- _Text block_:
May 27, 2001 - Singing Medical School Professor

AA: I'm Avi Arditti with Rosanne Skirble. This week on Wordmaster -- teaching through singing! It's how Dr. Helen Davies [pronounced Davis], a medical school professor at the University of Pennsylvania, inspires her students to memorize the numbing facts of microbiology. And it might even work for teaching English.

TAPE: CUT ONE -- DAVIS/SKIRBLE/ARDITTI

"I get a lot of teaching awards and I try to explain it in the following way: It's not that I'm this great teacher, it's that other people just don't make that much effort. I look at my students and I think, 'Oh my god, their eyes are glazing over. I wish I could wake them up.' I loved singing to people so I thought, 'well, why don't I just try putting some of this to music,' and I did, and the first thing I did was to develop a song for streptococci. Everybody knows what a sore throat is, which in medical language is pharyngitis, but it's a strep sore throat. And we know that strep can cause a middle ear infection, a throat infection. And in medical lingo i-t-i-s -- an 'itis' -- means an inflammation, a swelling.

So all the words that are used are 'otitis' (that's the ear) 'pharyngitis' (that's the throat), 'cellulitis' (that's an inflammation of cells). Recently we've had something called 'flesh-eating bacteria,' which are the strep, and the flesh-eating bacteria cause something called 'necrotizing fasciitis.' And the strep themselves can end up, if they are not properly treated, as rheumatic fever in kids and an inflammation of the kidney -- 'glomerular nephritis.' Now look how long it's taken me to tell you this."

RS: "And we're glazed over."

AA: "No, it's fascinating actually. I remember the flesh-eating bacteria scare a few years back."

[Records drawn from a dataset]
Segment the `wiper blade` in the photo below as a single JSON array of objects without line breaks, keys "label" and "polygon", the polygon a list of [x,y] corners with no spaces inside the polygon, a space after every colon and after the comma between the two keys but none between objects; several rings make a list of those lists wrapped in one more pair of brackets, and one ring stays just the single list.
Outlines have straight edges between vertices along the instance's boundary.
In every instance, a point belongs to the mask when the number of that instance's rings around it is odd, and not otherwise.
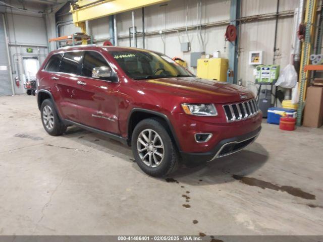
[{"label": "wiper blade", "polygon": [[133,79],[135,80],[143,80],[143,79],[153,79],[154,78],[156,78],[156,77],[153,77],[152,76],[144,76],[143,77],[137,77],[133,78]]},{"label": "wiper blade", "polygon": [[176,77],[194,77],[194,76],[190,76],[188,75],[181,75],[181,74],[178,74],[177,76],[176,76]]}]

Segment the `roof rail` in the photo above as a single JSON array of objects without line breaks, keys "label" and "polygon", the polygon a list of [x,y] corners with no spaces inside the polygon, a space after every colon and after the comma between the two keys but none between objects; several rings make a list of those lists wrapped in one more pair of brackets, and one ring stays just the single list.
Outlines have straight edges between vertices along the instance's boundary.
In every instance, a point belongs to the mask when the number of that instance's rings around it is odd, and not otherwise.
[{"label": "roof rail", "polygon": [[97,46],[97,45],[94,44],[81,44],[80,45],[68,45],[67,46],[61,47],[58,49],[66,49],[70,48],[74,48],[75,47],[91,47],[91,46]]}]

- _Set of tasks_:
A – In the transcript about the singing medical school professor, what was the first song Dr. Helen Davies developed about?
B – Go on with the transcript about the singing medical school professor, picking up after its final line.

- _Answers provided_:
A – Streptococci.

B –
DAVIES: "Well, it's still here with us. People still die of it. But if you put it together, look how easy this is: (singing to the tune of "She'll be Coming Round the Mountain") Streptococci cause otitis, pharyngitis, cellulitis and necrotizing fasciitis, but the delayed sequelae [see-QUELL-ee, consequences] should make doc a nervous Nellie: rheumatic fever and glomerular nephritis. It all comes together in just five little lines."

RS: "How do you introduce this to your class, do you first put them on the books and then say, 'OK, now we're really going to learn it'?"

DAVIES: "First I give them a lecture and I say 'and now I will summarize for you. And I say, "Please don't be frightened, I know nobody has ever sung to you in a science course, but I'm going to do that." And so I put the words onto a slide and they look at it, look at me with disbelief, and I say, "Now you're going to join me, because if you join me you can have the words to it.'"

RS: "So what's the reaction of the students?"

DAVIES: "At first they're a little shy and then they start making songs for me."

RS: "So tell me do you see them humming these songs in the halls?"

DAVIES: "I know they hum it when they go for their exams."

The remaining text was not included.